Only these lines are needed: the first line of the entries below through the line with "Each coordinate pair", each returned exactly.

[[ Data extracts open ]]

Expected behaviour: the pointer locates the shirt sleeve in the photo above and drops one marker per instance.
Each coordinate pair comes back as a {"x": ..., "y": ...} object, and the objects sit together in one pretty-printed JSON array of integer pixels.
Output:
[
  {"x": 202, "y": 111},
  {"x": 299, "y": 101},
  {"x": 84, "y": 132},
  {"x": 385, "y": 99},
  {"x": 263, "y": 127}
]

[[ Data extracts closed ]]

* _Answer to this exercise_
Expected behaviour: the pointer locates the shirt sleeve in the photo above and drops one marker per instance.
Each coordinate pair comes back as a {"x": ..., "y": ...} object, and the objects sit together in one pretty-printed JSON array of integer pixels.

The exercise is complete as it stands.